In the text below about adults who posed as high school students, copy the passage from "The man who" up to and including "to play football.", word for word.

Text excerpt:
···
The man who wanted to play football
In 2011, NBC News ran a strange story. In it, they reported that police weren't entirely sure what was going on with Taylor Markeith Smith, but they did know that the 22-year-old had approached at least 13 Texas high schools. Not only did he want to enroll but more importantly, he wanted to play football.
Berkner High School football coach Jim Ledford said that he claimed to be 16 years old when he attempted to play in 2008. After school authorities raised questions about the legitimacy of his birth certificate, he moved on. Other schools had similar stories, saying that sometimes he showed up with an alleged social worker, sometimes he used different names, and sometimes, they let him suit up and take the field. Inevitably, though, he was always moved on.
When reporters from The Dallas Morning News tried to track him down, they found an LSU professor who said he was Smith's cousin. Attempts to set up a meeting fell through, but Smith did get on the phone to explain himself. He said, in part: "I was there to find a second chance. ... I have some issues. I have a lot of things on my chest, a lot of stress. I believe the only way off is football." The investigation turned up several more social media profiles linked to Smith, but no concrete information about why he continued to try to get put on high school football teams.
The woman who craved the safety of high school
When the news breaks that a 29-year-old woman was able to enroll in a New Jersey high school, attend classes, mingle with students, and even meet with counselors, the question of, "How?" is a completely legitimate one — especially in 2023. There is a partial answer for that: According to The New York Times, New Jersey law says that each and every child needs to be enrolled, and they have a 30-day grace period to provide their documentation.
Hyejeong Shin reportedly gave officials a falsified birth certificate before being enrolled in New Brunswick High School, and shortly after her arrest, her attorneys came forward to paint a heartbreaking picture of her. The recently-divorced South Korea native was, they claimed, only hoping to return to a happier, safer time in her life and experience again what it felt like to be a student. "This entire case is more about my client's desire to return to a place of safety and welcoming in an environment that she looks back on with fondness — nothing more," explained attorney Darren M. Gelber.
After entering a not-guilty plea, further court appearances were scheduled. Meanwhile, school district officials said that they were reevaluating admission policies.
The woman sued by the family who adopted her
Legally, Natalia Barnett was 33 years old in 2019, when she appeared on "Dr. Phil." Biologically? That's a little less clear, because she was at the center of a bizarre case that started with her 2010 adoption. At the time she was adopted by Michael and Kristine Barnett, she was legally just 6 years old. That was according to her Ukrainian records, but what unfolded was nothing short of shocking.
The case dominated headlines: The Barnetts insisted that Natalia had been an adult when she was adopted, and used her youthful appearance — coupled with her dwarfism — to pretend to be a child. The courts ultimately agreed, and a judge signed off on all the paperwork that was necessary to change her age in 2013. That's important, as it was the year that the Barnetts rented her an apartment and then left her there as they moved to Canada. Was she really an adult? Did she really try to kill them? She says no, in spite of the court order to change her birthday.
In 2022, Michael Barnett was found not guilty of neglect, but details of the case remain scarce. According to the Journal & Courier, a 2019 gag order wasn't lifted with the outcome of that trial, and since then, Barnett has gone on to live with another family who insists that she is, in fact, a child.
···
Entries provided:
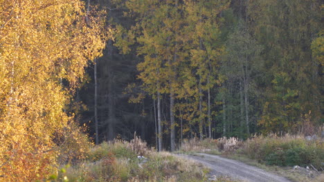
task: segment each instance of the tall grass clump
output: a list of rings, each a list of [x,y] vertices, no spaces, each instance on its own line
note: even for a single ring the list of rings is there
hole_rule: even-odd
[[[255,136],[244,142],[242,153],[268,165],[324,167],[323,141],[307,141],[301,135]]]

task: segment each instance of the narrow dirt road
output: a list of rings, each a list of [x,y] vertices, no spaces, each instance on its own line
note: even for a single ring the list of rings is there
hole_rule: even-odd
[[[239,181],[251,182],[288,182],[290,181],[284,177],[269,173],[264,170],[254,166],[246,165],[244,163],[226,159],[219,156],[211,155],[203,153],[197,154],[198,156],[180,154],[178,156],[190,159],[210,168],[210,174],[230,176]]]

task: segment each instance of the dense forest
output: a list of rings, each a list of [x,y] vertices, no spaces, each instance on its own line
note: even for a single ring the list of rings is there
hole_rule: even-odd
[[[322,1],[0,4],[0,178],[41,179],[80,126],[160,151],[323,126]]]

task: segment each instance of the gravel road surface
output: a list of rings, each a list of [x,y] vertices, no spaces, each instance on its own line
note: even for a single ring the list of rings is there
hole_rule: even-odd
[[[244,163],[226,159],[217,155],[203,153],[198,156],[179,154],[178,156],[190,159],[210,168],[210,175],[226,176],[239,181],[251,182],[288,182],[290,181],[282,176],[266,172],[257,167]]]

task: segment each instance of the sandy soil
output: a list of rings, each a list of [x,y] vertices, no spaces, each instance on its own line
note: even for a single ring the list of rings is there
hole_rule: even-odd
[[[225,176],[238,181],[288,182],[287,179],[255,166],[217,155],[199,153],[197,156],[179,154],[180,157],[198,161],[210,169],[210,176]]]

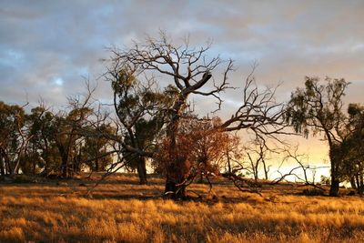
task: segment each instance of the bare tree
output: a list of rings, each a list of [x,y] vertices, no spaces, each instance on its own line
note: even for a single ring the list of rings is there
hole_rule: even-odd
[[[167,109],[168,119],[166,123],[169,157],[166,192],[173,191],[177,197],[186,196],[186,190],[177,185],[186,180],[182,168],[189,166],[186,157],[182,157],[177,151],[177,135],[181,118],[188,106],[189,97],[199,96],[215,98],[217,109],[220,109],[223,102],[221,93],[233,88],[228,81],[228,74],[233,70],[232,60],[224,61],[219,56],[209,57],[209,44],[200,48],[190,47],[188,41],[175,46],[162,33],[159,39],[148,37],[145,43],[135,43],[129,49],[112,49],[109,68],[112,72],[133,70],[136,76],[143,79],[145,84],[157,76],[177,92],[173,105]],[[223,68],[222,76],[217,78],[217,72],[221,70],[220,67]],[[274,94],[275,89],[258,90],[251,73],[243,88],[242,105],[229,119],[221,123],[218,129],[227,132],[249,129],[262,139],[284,133],[284,107],[276,102]],[[131,146],[127,149],[143,156],[144,151],[137,147]],[[153,153],[148,155],[153,157]]]

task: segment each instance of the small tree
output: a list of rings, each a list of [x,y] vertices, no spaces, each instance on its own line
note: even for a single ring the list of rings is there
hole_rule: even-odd
[[[335,147],[340,145],[346,136],[347,116],[342,112],[342,97],[349,85],[344,79],[327,77],[321,84],[318,77],[306,77],[305,87],[297,88],[289,101],[287,120],[296,132],[308,137],[323,134],[329,144],[331,167],[330,196],[338,196],[340,183],[340,157]]]

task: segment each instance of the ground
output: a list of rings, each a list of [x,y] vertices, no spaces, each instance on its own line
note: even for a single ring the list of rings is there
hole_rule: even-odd
[[[99,175],[98,175],[99,176]],[[362,242],[364,200],[304,196],[299,185],[263,187],[263,197],[224,180],[192,184],[195,200],[163,199],[163,179],[0,184],[0,242]],[[15,183],[16,182],[16,183]],[[19,183],[23,182],[23,183]],[[203,195],[197,198],[197,195]],[[214,197],[216,195],[217,197]]]

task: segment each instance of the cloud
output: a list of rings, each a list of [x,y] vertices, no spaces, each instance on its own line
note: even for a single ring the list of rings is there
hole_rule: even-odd
[[[236,60],[231,82],[239,84],[258,60],[261,84],[284,84],[282,99],[305,76],[364,82],[362,1],[3,1],[0,10],[0,97],[20,102],[39,96],[61,106],[106,70],[106,46],[127,46],[166,30],[191,43],[213,39],[211,55]],[[58,81],[57,81],[58,80]],[[62,81],[60,81],[62,80]],[[99,81],[100,98],[110,96]],[[229,96],[238,102],[238,92]]]

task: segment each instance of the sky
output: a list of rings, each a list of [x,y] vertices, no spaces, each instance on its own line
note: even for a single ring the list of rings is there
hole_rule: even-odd
[[[102,80],[107,47],[130,46],[164,30],[173,39],[187,35],[211,56],[235,60],[231,82],[241,84],[257,61],[257,82],[275,86],[287,100],[305,76],[351,82],[346,103],[364,103],[364,1],[14,1],[0,4],[0,100],[55,106],[82,93],[85,77]],[[227,112],[238,103],[227,96]],[[228,106],[228,104],[233,104]],[[201,109],[209,103],[201,102]],[[295,139],[316,160],[322,142]]]

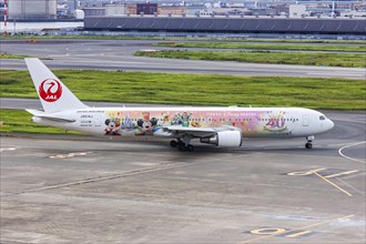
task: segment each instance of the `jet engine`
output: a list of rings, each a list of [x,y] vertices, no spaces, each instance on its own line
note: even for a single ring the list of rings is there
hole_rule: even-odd
[[[242,145],[241,131],[221,131],[211,138],[200,139],[202,143],[214,144],[221,148],[234,148]]]

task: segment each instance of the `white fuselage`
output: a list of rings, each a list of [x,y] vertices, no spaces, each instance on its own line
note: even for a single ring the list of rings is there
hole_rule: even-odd
[[[237,128],[243,136],[309,136],[331,130],[324,114],[301,108],[88,108],[53,113],[74,122],[44,125],[108,136],[172,136],[166,126]]]

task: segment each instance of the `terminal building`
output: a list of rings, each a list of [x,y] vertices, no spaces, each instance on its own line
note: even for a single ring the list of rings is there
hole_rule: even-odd
[[[85,17],[85,30],[224,33],[366,34],[366,21],[352,18],[279,17]]]
[[[55,20],[57,0],[10,0],[9,20]]]

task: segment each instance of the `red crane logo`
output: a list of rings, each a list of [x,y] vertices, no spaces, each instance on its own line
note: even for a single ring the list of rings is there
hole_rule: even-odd
[[[44,88],[47,85],[49,85],[49,87]],[[42,81],[41,85],[39,87],[39,93],[40,93],[40,96],[45,102],[55,102],[61,98],[62,87],[59,81],[57,81],[54,79],[47,79],[47,80]]]

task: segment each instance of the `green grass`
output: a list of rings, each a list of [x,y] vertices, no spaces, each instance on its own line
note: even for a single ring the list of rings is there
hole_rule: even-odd
[[[0,59],[24,59],[31,58],[30,55],[14,55],[9,53],[0,53]],[[52,60],[51,58],[39,58],[41,60]]]
[[[364,80],[61,70],[85,101],[365,110]],[[0,70],[0,96],[37,98],[27,71]]]
[[[172,41],[231,41],[231,42],[284,42],[284,43],[335,43],[366,44],[364,40],[308,40],[308,39],[255,39],[255,38],[205,38],[205,37],[135,37],[135,35],[8,35],[2,39],[96,39],[96,40],[172,40]]]
[[[187,51],[187,50],[163,50],[163,51],[138,51],[135,55],[211,60],[211,61],[236,61],[250,63],[273,64],[298,64],[317,67],[366,67],[366,53],[302,53],[302,52],[245,52],[245,51]]]
[[[81,134],[79,132],[43,126],[31,121],[32,115],[26,111],[0,109],[0,133],[48,133]]]
[[[366,42],[365,42],[366,44]],[[157,47],[173,48],[205,48],[205,49],[250,49],[250,50],[295,50],[295,51],[337,51],[337,52],[365,52],[366,45],[339,44],[263,44],[243,42],[160,42]]]

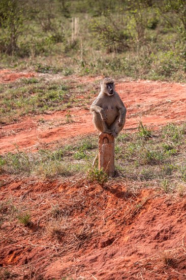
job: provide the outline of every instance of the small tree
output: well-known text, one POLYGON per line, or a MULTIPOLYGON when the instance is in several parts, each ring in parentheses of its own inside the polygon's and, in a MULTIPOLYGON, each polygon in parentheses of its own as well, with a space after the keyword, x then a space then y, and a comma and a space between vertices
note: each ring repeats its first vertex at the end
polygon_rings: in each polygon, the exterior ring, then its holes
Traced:
POLYGON ((13 54, 18 49, 18 39, 22 34, 26 19, 16 0, 3 0, 0 12, 0 52, 13 54))

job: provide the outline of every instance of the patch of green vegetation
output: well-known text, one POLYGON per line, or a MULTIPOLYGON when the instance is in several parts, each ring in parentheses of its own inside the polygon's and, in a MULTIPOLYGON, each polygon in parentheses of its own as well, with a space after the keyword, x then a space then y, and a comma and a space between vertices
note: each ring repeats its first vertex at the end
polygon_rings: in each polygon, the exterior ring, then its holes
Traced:
POLYGON ((89 169, 87 172, 86 178, 89 182, 98 183, 102 186, 108 180, 107 174, 102 169, 99 170, 98 167, 89 169))
MULTIPOLYGON (((184 125, 174 125, 174 130, 184 132, 184 125)), ((139 137, 138 131, 120 133, 115 141, 115 165, 118 175, 143 183, 156 181, 156 185, 162 188, 162 180, 167 180, 171 186, 168 187, 169 191, 175 189, 176 185, 184 184, 185 138, 182 134, 179 136, 179 144, 171 142, 173 132, 169 133, 170 127, 169 124, 153 131, 152 138, 139 137), (165 133, 167 130, 168 135, 165 133)), ((65 145, 58 143, 52 150, 40 149, 30 153, 20 151, 18 147, 17 149, 17 153, 1 156, 2 174, 49 178, 76 175, 87 176, 90 181, 100 184, 104 184, 106 180, 103 171, 90 169, 98 152, 97 136, 79 136, 65 145)))
POLYGON ((140 121, 138 126, 139 135, 143 139, 148 139, 151 137, 151 131, 148 129, 146 126, 143 125, 141 121, 140 121))
POLYGON ((29 213, 20 214, 18 216, 17 219, 19 222, 23 225, 25 227, 29 227, 32 223, 31 216, 29 213))

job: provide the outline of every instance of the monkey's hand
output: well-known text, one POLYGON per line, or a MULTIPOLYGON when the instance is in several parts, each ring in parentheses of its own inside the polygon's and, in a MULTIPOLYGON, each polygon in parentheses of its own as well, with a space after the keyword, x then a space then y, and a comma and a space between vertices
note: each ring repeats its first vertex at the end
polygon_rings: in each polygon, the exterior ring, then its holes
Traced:
POLYGON ((123 119, 122 118, 119 118, 119 119, 118 120, 118 121, 119 126, 122 126, 122 125, 123 123, 123 121, 124 120, 123 120, 123 119))
POLYGON ((106 115, 105 111, 103 110, 100 113, 101 117, 104 122, 107 120, 107 116, 106 115))

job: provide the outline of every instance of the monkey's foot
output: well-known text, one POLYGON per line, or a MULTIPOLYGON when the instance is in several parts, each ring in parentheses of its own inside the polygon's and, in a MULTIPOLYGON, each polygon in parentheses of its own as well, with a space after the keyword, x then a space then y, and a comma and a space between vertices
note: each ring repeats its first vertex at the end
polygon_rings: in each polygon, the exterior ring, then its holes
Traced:
POLYGON ((116 133, 116 132, 111 132, 111 134, 112 135, 112 136, 113 137, 117 137, 118 134, 116 133))
POLYGON ((112 131, 109 129, 108 128, 107 129, 105 129, 104 131, 103 131, 103 133, 108 133, 109 134, 111 134, 112 133, 112 131))

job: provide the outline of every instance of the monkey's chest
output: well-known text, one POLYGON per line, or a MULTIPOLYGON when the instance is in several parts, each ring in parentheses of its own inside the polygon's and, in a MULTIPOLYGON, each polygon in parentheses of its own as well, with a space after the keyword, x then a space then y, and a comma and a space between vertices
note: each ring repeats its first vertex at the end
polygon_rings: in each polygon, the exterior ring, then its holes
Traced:
POLYGON ((108 125, 110 125, 118 116, 118 111, 116 108, 112 106, 108 106, 105 108, 105 113, 107 117, 106 122, 108 125))

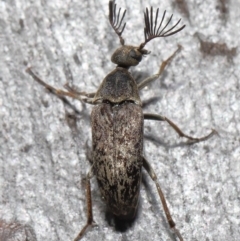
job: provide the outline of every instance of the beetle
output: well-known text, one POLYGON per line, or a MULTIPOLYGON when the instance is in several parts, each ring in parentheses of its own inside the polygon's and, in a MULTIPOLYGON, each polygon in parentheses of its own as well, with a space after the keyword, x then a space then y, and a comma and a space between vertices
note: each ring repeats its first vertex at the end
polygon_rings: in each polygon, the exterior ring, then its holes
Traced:
POLYGON ((170 228, 178 239, 183 241, 182 235, 175 227, 156 174, 143 156, 144 120, 166 121, 180 137, 189 139, 191 143, 204 141, 211 137, 215 131, 212 130, 204 137, 194 138, 184 134, 176 124, 165 116, 143 113, 139 90, 161 75, 165 66, 170 63, 181 47, 179 46, 160 65, 157 74, 144 79, 139 84, 130 74, 129 68, 138 65, 142 58, 150 53, 144 49, 149 41, 174 35, 184 29, 185 25, 176 29, 181 21, 179 19, 177 23, 168 28, 173 17, 171 15, 163 26, 166 11, 158 24, 159 9, 157 9, 154 18, 153 8, 151 7, 150 10, 146 8, 144 12, 144 42, 139 46, 125 45, 122 37, 126 26, 126 23, 123 24, 125 13, 126 10, 121 14, 121 8, 117 11, 116 4, 109 1, 109 22, 119 37, 121 46, 115 50, 111 57, 116 68, 104 78, 95 93, 78 92, 68 84, 65 85, 68 91, 56 89, 41 80, 31 68, 28 68, 27 72, 41 85, 58 96, 68 96, 94 105, 91 113, 91 168, 86 179, 87 222, 74 241, 81 239, 87 228, 94 224, 90 179, 96 176, 101 196, 116 217, 133 219, 138 208, 143 168, 156 185, 170 228))

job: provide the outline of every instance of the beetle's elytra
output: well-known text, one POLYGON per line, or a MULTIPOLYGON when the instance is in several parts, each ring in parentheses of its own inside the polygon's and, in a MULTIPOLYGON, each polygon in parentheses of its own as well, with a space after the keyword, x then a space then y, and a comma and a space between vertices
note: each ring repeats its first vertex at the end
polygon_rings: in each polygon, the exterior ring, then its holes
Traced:
POLYGON ((156 174, 143 156, 143 124, 144 119, 166 121, 181 136, 189 139, 191 143, 204 141, 212 136, 215 131, 202 138, 193 138, 185 135, 171 120, 157 114, 142 112, 142 104, 139 91, 156 80, 164 70, 164 67, 172 60, 180 47, 164 61, 157 74, 136 83, 128 69, 138 65, 142 57, 150 52, 144 49, 145 45, 154 38, 168 37, 181 31, 185 25, 176 27, 178 20, 172 27, 168 27, 172 16, 164 25, 164 12, 160 24, 158 24, 159 9, 154 18, 153 9, 146 9, 144 13, 144 37, 145 40, 139 46, 125 45, 122 33, 126 23, 122 24, 126 10, 121 15, 121 9, 116 10, 116 4, 109 2, 109 21, 118 35, 121 43, 112 55, 112 62, 117 66, 103 80, 96 93, 77 92, 66 85, 68 91, 55 89, 36 76, 31 68, 27 72, 40 84, 58 96, 69 96, 80 101, 94 105, 91 114, 92 124, 92 159, 91 169, 87 174, 87 210, 88 219, 86 225, 74 239, 81 239, 86 229, 93 224, 92 200, 90 179, 96 176, 101 196, 110 211, 120 219, 134 218, 139 199, 142 168, 145 168, 154 181, 167 221, 179 240, 183 240, 180 232, 175 228, 175 223, 167 207, 164 195, 157 181, 156 174))

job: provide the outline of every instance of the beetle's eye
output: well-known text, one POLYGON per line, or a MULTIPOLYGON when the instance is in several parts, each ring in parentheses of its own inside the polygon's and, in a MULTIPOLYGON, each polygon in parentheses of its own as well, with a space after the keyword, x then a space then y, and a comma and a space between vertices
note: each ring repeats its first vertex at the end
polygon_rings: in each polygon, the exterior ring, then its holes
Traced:
POLYGON ((142 60, 142 54, 140 52, 136 52, 136 50, 132 49, 129 53, 130 57, 136 59, 138 62, 142 60))

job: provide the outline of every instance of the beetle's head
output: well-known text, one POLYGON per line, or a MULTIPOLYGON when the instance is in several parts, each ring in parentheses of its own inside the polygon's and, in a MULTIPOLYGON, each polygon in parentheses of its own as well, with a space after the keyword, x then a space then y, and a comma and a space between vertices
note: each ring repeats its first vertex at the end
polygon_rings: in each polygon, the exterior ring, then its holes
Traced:
POLYGON ((144 36, 145 36, 145 41, 140 44, 138 47, 130 46, 130 45, 124 45, 124 39, 122 38, 122 33, 124 31, 124 28, 126 26, 126 23, 123 24, 122 26, 122 21, 124 19, 126 10, 123 12, 123 15, 121 17, 121 8, 118 10, 116 13, 116 4, 111 0, 109 1, 109 22, 118 35, 120 39, 120 43, 122 46, 118 49, 115 50, 115 52, 112 55, 112 62, 117 64, 118 66, 126 67, 129 68, 131 66, 136 66, 138 65, 142 57, 144 55, 147 55, 150 53, 150 51, 147 51, 144 49, 144 46, 151 41, 154 38, 158 37, 168 37, 170 35, 173 35, 179 31, 181 31, 185 25, 182 27, 178 28, 177 30, 175 27, 180 23, 181 19, 178 20, 178 22, 173 25, 171 28, 167 29, 167 26, 172 20, 172 16, 169 18, 168 22, 165 24, 164 27, 162 27, 162 23, 165 18, 166 11, 164 11, 164 14, 162 16, 161 22, 158 25, 157 20, 158 20, 158 12, 159 9, 157 9, 155 19, 153 19, 153 8, 151 7, 150 13, 148 8, 146 8, 146 12, 144 13, 144 21, 145 21, 145 28, 144 28, 144 36))
POLYGON ((139 47, 123 45, 115 50, 111 61, 122 67, 136 66, 141 62, 142 57, 149 53, 150 52, 146 49, 139 49, 139 47))

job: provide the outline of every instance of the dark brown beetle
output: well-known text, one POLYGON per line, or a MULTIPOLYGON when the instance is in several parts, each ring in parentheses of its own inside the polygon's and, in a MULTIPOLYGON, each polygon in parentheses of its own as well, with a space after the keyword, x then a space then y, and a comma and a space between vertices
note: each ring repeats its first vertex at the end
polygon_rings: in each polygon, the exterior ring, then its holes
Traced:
···
Solution to this task:
The man who wanted to play football
In 2011, NBC News ran a strange story. In it, they reported that police weren't entirely sure what was going on with Taylor Markeith Smith, but they did know that the 22-year-old had approached at least 13 Texas high schools. Not only did he want to enroll but more importantly, he wanted to play football.